*What you will do*
Copy all of the material word for word, except for the pictures.

————————

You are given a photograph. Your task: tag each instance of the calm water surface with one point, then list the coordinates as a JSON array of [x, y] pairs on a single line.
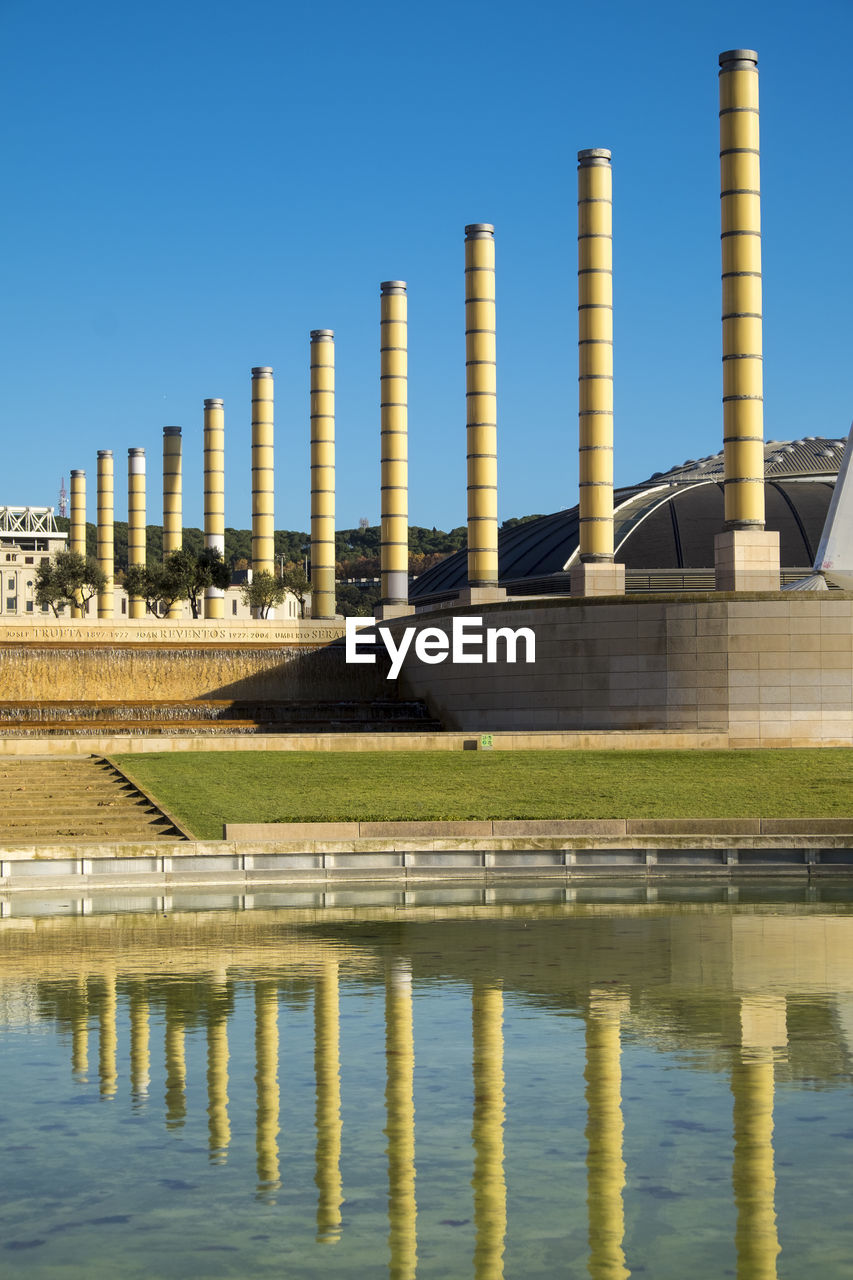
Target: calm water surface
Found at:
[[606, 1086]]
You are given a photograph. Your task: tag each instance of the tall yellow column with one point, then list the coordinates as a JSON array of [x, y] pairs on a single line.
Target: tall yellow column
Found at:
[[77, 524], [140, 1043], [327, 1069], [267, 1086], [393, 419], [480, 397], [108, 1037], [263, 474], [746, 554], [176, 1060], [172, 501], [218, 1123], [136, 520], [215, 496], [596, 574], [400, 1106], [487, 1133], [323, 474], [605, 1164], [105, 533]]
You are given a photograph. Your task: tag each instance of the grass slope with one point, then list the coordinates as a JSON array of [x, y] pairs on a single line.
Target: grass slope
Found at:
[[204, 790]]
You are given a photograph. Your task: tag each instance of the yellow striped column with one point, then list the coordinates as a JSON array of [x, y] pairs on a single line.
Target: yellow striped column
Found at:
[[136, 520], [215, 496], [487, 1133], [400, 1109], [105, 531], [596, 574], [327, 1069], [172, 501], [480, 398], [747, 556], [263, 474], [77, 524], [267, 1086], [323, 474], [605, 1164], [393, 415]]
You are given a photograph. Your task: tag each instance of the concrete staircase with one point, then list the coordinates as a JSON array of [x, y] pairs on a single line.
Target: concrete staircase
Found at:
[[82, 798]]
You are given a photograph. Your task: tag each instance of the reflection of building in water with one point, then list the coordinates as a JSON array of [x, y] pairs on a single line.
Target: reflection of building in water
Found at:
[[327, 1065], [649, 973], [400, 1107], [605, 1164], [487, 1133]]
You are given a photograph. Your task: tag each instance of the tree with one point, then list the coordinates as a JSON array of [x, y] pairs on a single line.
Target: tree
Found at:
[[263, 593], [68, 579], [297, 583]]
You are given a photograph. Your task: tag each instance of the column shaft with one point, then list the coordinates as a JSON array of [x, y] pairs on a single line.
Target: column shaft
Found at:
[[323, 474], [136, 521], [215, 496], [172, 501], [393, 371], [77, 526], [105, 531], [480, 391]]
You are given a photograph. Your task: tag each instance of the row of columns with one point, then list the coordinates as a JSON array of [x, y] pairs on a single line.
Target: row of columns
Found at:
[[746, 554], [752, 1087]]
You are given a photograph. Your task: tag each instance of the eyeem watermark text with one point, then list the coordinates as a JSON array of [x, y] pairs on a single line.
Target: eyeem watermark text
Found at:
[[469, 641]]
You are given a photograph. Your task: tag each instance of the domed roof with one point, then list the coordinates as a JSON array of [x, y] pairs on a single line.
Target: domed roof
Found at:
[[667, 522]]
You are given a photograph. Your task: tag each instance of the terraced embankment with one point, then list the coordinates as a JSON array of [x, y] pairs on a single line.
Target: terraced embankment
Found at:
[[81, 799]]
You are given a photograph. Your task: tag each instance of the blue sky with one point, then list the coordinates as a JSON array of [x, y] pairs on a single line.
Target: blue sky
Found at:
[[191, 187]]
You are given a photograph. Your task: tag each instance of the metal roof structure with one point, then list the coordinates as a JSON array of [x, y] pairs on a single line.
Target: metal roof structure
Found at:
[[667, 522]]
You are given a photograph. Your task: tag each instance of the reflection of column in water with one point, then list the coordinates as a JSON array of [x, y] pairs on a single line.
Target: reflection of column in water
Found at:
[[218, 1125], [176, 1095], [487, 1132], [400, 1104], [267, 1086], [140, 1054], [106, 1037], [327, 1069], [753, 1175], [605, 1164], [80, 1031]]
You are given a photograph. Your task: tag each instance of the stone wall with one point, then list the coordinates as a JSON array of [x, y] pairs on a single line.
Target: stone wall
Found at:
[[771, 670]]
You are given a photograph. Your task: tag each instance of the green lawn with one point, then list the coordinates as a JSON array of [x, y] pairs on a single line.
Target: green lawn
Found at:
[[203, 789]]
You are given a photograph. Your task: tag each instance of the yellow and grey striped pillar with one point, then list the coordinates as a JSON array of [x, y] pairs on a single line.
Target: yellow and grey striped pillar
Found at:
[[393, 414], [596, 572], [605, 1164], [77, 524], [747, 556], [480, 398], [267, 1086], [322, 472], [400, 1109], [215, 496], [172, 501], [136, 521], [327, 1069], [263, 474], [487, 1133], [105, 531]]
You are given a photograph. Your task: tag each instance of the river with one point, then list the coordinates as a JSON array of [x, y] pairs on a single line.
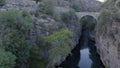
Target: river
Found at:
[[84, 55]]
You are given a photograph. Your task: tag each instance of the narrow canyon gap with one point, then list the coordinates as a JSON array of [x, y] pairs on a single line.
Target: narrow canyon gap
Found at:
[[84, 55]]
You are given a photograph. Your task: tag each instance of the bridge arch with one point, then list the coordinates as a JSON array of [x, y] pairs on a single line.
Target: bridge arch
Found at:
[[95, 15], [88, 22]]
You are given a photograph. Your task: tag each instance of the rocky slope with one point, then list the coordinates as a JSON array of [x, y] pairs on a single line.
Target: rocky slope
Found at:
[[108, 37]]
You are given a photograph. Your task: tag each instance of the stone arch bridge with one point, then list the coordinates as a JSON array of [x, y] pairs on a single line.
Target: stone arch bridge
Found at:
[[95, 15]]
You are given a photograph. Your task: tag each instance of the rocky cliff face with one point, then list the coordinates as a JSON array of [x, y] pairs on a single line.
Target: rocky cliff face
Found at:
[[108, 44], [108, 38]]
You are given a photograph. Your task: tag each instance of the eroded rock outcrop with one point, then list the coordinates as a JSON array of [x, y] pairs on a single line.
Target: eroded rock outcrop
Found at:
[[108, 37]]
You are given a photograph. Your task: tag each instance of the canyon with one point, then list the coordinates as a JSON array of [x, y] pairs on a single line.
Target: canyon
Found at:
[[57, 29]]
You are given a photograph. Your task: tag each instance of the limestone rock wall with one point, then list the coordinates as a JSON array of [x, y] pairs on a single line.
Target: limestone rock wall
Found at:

————————

*Full answer*
You are given a photograph. Your task: tag each instance of the calm water surface with one point, then list the coordinates as a JSON array of [x, y] pairs on a single line.
Target: calm water surface
Found at:
[[606, 1086]]
You are given a photograph. Your task: tag each instance of the tall yellow column with one point, then list the coordinates as a JSON array of [x, y] pairs on a single line.
Target: tall yellow column
Found at:
[[77, 524], [140, 1043], [327, 1069], [267, 1086], [393, 419], [480, 397], [108, 1037], [263, 474], [746, 554], [176, 1060], [172, 501], [218, 1123], [136, 520], [215, 496], [596, 574], [400, 1106], [487, 1133], [323, 474], [605, 1164], [105, 533]]
You are given a photograph. Your task: tag each instance of the grass slope with one point, then list the coordinates as a JSON array of [x, y] pairs on a single line.
Target: grass slope
Found at:
[[204, 790]]
You are given a photograph. Your task: tag each instance of the yellow striped column with one point, then list the coordinates as a JSON array of [x, y] pairs on a single line.
Target: yellow striped column
Found at:
[[136, 520], [215, 496], [487, 1133], [400, 1109], [105, 531], [596, 574], [327, 1069], [172, 501], [480, 398], [747, 556], [263, 474], [77, 524], [267, 1086], [323, 474], [605, 1164], [393, 415]]
You are given a photograph. Your task: tag each instance of the concrete staircase with one point, then list the coordinates as a JSON array of [x, y] pairs on a single line.
Target: concrete staircase
Found at:
[[82, 798]]
You are given a photograph. Your task: tag each instance of the reflection of building in water with one point, then list the coordinates as a JSON array of [x, y] pairs on a single line.
Target: reflection of building in water
Found at:
[[327, 1065], [649, 973], [400, 1107], [605, 1164], [487, 1133]]
You are given a photograph. Your task: tag each instance of the tree with one point, then list the coordinates as a JSON array of [x, y] pairs on a single line.
Target: tree
Found at:
[[263, 593], [68, 579], [297, 583]]
You are given a photograph. Your task: tag each instance of the column shaft with one point, then list the coordinates as a JSON array of [x, y] pairs on a single line.
Target: column shaft
Found at:
[[323, 474], [136, 521], [215, 496], [172, 501], [393, 371], [77, 526], [105, 531], [480, 391]]
You are given a photograph. Your task: tag each instance of the row of columns with one point, then list the coordinates as a JSON array of [x, y] pairs on a single line.
Target: row of columns
Found at:
[[746, 554], [752, 1087]]
You are given a photograph. Your task: tag each instance of the eyeem watermark text with one point, then list the coordinates as a JSON array of [x, y] pairs on a single line.
Target: eyeem watermark text
Found at:
[[469, 641]]
You are given a photograph. Your task: tag each instance of the domed roof with one point, then list the coordinates as a JSON array of [x, y] pairs on a single line.
Target: domed roof
Found at:
[[667, 522]]
You are given a photograph. Your task: tag each instance of the terraced embankment with one point, then list the coordinates as a JSON array of [x, y] pairs on a single line.
Target: terraced embankment
Found at:
[[81, 799]]
You are given a photograph. Your task: tag each instance of the blue sky with one point, then list the coordinates as a JSON array of [x, y] pairs on a single line.
Target: blue sky
Found at:
[[191, 187]]
You are given a photograph. Your task: tag each instance of the metal roof structure with one point, then list the coordinates as a JSON array of [x, y] pairs on a single line.
Target: metal roof structure
Found at:
[[667, 522]]
You are given a photograph. Your task: tag each instance of the reflection of column in water with one point, then list the coordinates as a JSON array of [x, y] pairs on a single line.
Target: reflection of column in water
Found at:
[[218, 1125], [176, 1095], [487, 1132], [400, 1104], [267, 1086], [140, 1054], [106, 1037], [327, 1069], [753, 1175], [605, 1164], [80, 1031]]
You are given a photograph. Your task: tag each instance of the stone wall with one point, then list the coordinates as a JSON array of [x, y] pairs on a single line.
Target: stone wall
Found at:
[[771, 670]]
You are given a photograph. Your task: tag each instance of the green lawn with one point, then list the coordinates as a JSON array of [x, y] pairs on a single line.
Target: green lawn
Found at:
[[203, 789]]
You are given a photograph. Your task: tag each instance of the yellow and grey striped pillar with one point, then list the coordinates as a JSON array of [x, y] pairs on a single line.
Target: yellow and grey striped pillar
Found at:
[[393, 414], [596, 572], [605, 1164], [77, 524], [747, 556], [480, 398], [267, 1086], [322, 472], [400, 1109], [215, 496], [172, 501], [136, 521], [327, 1069], [263, 474], [487, 1133], [105, 531]]
You are given a photograph. Your task: tag each instance of the river with one point, then list the coordinates as a JSON array of [x, y] pairs on a single line.
Target: river
Found at:
[[84, 55]]
You are given a photograph. Your task: tag each instance of the narrow canyon gap with one point, then list the coordinates as a JSON array of [x, y] pairs on a single line.
Target: narrow canyon gap
Found at:
[[84, 55]]
You are given a photograph. Your task: tag each instance of the bridge arch with one point, then list the coordinates as a JSON array of [x, y] pairs on a single line.
Target: bridge arch
Found at:
[[95, 15], [88, 22]]
You are given a photograph. Your task: tag each instance of the rocky slope with one point, then list the coordinates as a JSON array of [x, y] pairs on a single line.
Target: rocky slope
Found at:
[[108, 37]]
You are given a photograph. Your task: tag each instance of the stone arch bridge with one point, then list the coordinates as a JSON array of [x, y] pairs on a single line.
Target: stone arch bridge
Found at:
[[95, 15]]
You are given a photograph. Your task: tag each instance of the rocky cliff face with one point, then list the coordinates as a JSON array of [x, y] pairs on a single line.
Target: rocky cliff face
Found at:
[[108, 44], [108, 38]]
You are given a photograph. Your task: tag each instance of the eroded rock outcrop with one point, then list the coordinates as a JSON array of [x, y] pairs on a single line.
Target: eroded rock outcrop
Found at:
[[108, 37]]
You are given a photograph. Your task: tag each instance of the canyon with one point, then list the coordinates as a JSON array of [x, y] pairs on a single line.
Target: canyon
Found at:
[[57, 29]]
You are given a photograph. Your task: tag each instance of the limestone rock wall with one point, then list the coordinates as a JSON array of [x, y] pairs on a single line.
Target: limestone rock wall
Found at:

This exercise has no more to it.